PROVIDED TEXT
>> start

Optimising the distance decay parameter

optimised_sigma <- optimise(srmse_beta, maximum = FALSE, interval = c(0, 0.4))
optimised_sigma
$minimum
[1] 0.2362804

$objective
[1] 0.7275815

Let’s try the inverse power function

\[\begin{equation*} \hat{T_{ij}} = A_i O_i B_j D_j d_{ij}^{-\sigma} \end{equation*}\] \[\begin{align*} A_i &= \frac{1}{B_j D_j d_{ij}^{-\sigma}} \\ B_j &= \frac{1}{A_i O_i d_{ij}^{-\sigma}} \end{align*}\]

Implementing it in R

Wrap the steps in a function

srmse_power <- function(beta){
  # Impedance
  impedance <- od_norway$distance ^ -beta
  # Estimate balancing factors
  od_norway <- balancing_dc(od_norway, impedance) 
  # Fit doubly constrained model
  dc_pred <- 
    od_norway$O_i * od_norway$Ai * od_norway$D_j * od_norway$Bj * impedance
  # SRMSE
  srmse(od_norway$flow, dc_pred)
}

Optimising

optimised_power <- 
  optimise(srmse_power, maximum = FALSE, interval = c(0, 4))
optimised_power
$minimum
[1] 2.556406

$objective
[1] 0.5603094

Which decaying function is better in this context?

>> end

DIRECTION
Pick up the text on optimising the distance decay parameter after its last line and keep writing it.

PROVIDED MATERIAL
>> start

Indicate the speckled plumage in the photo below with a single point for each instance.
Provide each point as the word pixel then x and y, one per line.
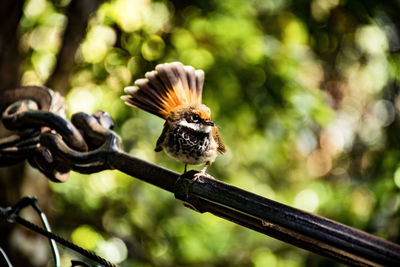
pixel 173 92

>> end

ANSWER TO THE TASK
Conclusion

  • These are some of the basics of how gravity models work
  • We have seen how to estimate a trip distribution matrix from modelled generations/attractions
  • We have also seen how to calibrate a gravity model using observed data
  • We have also experimented with different decaying functions
  • There are other frameworks to fit the gravity model, e.g. maximum entropy, maximum likelihood, poisson regression.

Individual activity

There is a plan to construct a tunnel between origin 1201 and destination 1253. This will reduce the distance by 20 kilometres. Assume that the total trips generated and attracted remain unchanged (i.e. using the unconstrained model). Use your most accurate model and calibrated parameters to estimate:

  1. The change in flow in this OD pair.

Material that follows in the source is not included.